____ Extrait de texte
Elève entre autres d’Ivan Fedele (2002) et de Philippe Manoury (2004) après
avoir suivi le cursus de l’IRCAM en 2001, lauréat de la Fondation Ernst von
Siemens 2009, le Tchèque Miroslav Srnka, violoniste de formation, a participé à
l’édition critique des œuvres de Dvořák, Janáček et Martinů, avant de s’imposer à son tour comme compositeur,
notamment par ses opéras Make no Noise
et South Pole créés à Munich en 2011
et 2015 sur des livrets de Tom Holloway. Musicien de l’intime, il a néanmoins
écrit pour de grandes formations orchestrales avec le triptyque move 01-03 conçu en 2015 et 2016. Les Superorganisms proposés par l’Orchestre
de Paris, au nombre de quatre, comme autant de mouvements de symphonie, requièrent
la participation de quatre vingt quinze musiciens (bois par quatre, six cors,
quatre trompettes et trombones, piano,
deux accordéons, quatre percussionnistes, deux harpes, cordes (14, 14, 10, 10,
8)). Magistralement orchestrée, l’œuvre séduit dans l’ensemble, et fascine dès
l’abord, avec un premier mouvement aux sonorités foisonnantes. Mais le discours
se faisant de plus en plus statique, se focalisant sur timbres et intensités, l’écoute
finit assez rapidement à partir du deuxième super organisme par se relâcher peu
à peu.
Mais le public n’était pas venu à ce concert pour cette œuvre nouvelle, qui, malgré son statisme, méritait d’être découverte et de bénéficier d’une écoute attentive. En fait, c’est le pianiste chinois people Lang Lang qui aura attiré le chaland. Il faut reconnaître qu’il a une technique stupéfiante, et que son toucher est d’une variété et d’une élasticité éblouissante. Mais cela ne suffit pas pour faire l’immense interprète que la popularité et les contrats publicitaires semblent vouloir désigner et célébrer. A l’écoute de chacune de ses prestations, il émane de ses propositions un sentiment de frustration, tant il se trouve de qualités techniques dignes d’un véritable orfèvre en matière sonore, mais de musique il n’en est hélas point question, avec des choix d’interprète qui flirtent avec le mauvais goût. Comme après chacune de ses prestations auxquelles j’ai assisté (la dernière fois, c’était à Hambourg en octobre 2022), je reste sans voix, tant Lang Lang se sert clairement de la musique au lieu de la servir, et ses grands gestes suspendus des mains et des bras fort éloignés de toute spontanéité, ses yeux levés telle une madone suppliante vers le ciel cherchant à tirer des larmes qu’il ne trouve malheureusement pas, ne peuvent éveiller chez l’auditeur le moindre sentiment, tant le pianiste se pâme au point que l’on a l’impression d’assister à un numéro de cinéma muet de veuve éplorée.
________
____ Items fournis
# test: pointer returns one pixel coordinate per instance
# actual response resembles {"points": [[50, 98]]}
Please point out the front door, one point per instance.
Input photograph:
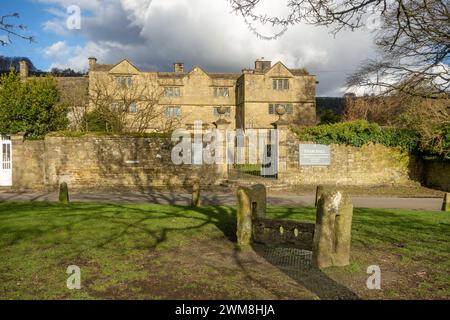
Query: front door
{"points": [[5, 162]]}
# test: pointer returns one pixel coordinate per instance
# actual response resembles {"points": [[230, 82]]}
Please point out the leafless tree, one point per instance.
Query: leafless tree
________
**Actions requises**
#1 Relevez dans l'extrait tous les compositeurs à l'édition critique des œuvres desquels Miroslav Srnka a participé.
#2 Répondez, d'après l'extrait, aux questions suivantes.
(a) En quelle année Miroslav Srnka a-t-il suivi le cursus de l'IRCAM ?
(b) Combien de musiciens les Superorganisms requièrent-ils ?
(c) Où et quand s'est déroulée la prestation de Lang Lang désignée comme la dernière à laquelle la personne qui écrit avait assisté ?
Les items constituent un matériau indépendant de l'extrait.

**Réponses**
#1 Dvořák, Janáček, Martinů.

#2
(a) En 2001.
(b) Quatre-vingt-quinze.
(c) À Hambourg, en octobre 2022.